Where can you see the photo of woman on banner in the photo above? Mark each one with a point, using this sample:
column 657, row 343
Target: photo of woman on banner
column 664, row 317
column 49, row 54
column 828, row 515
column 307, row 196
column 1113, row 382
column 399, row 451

┄┄┄┄┄┄┄┄┄┄┄┄┄┄┄┄┄┄┄┄

• TASK PROMPT
Output the data once more, exactly as given.

• TASK SOLUTION
Where can you see the photo of woman on banner in the photo above? Mark each one with a point, using this sample:
column 657, row 343
Target: photo of woman on banner
column 664, row 317
column 49, row 54
column 828, row 515
column 307, row 196
column 1113, row 382
column 399, row 451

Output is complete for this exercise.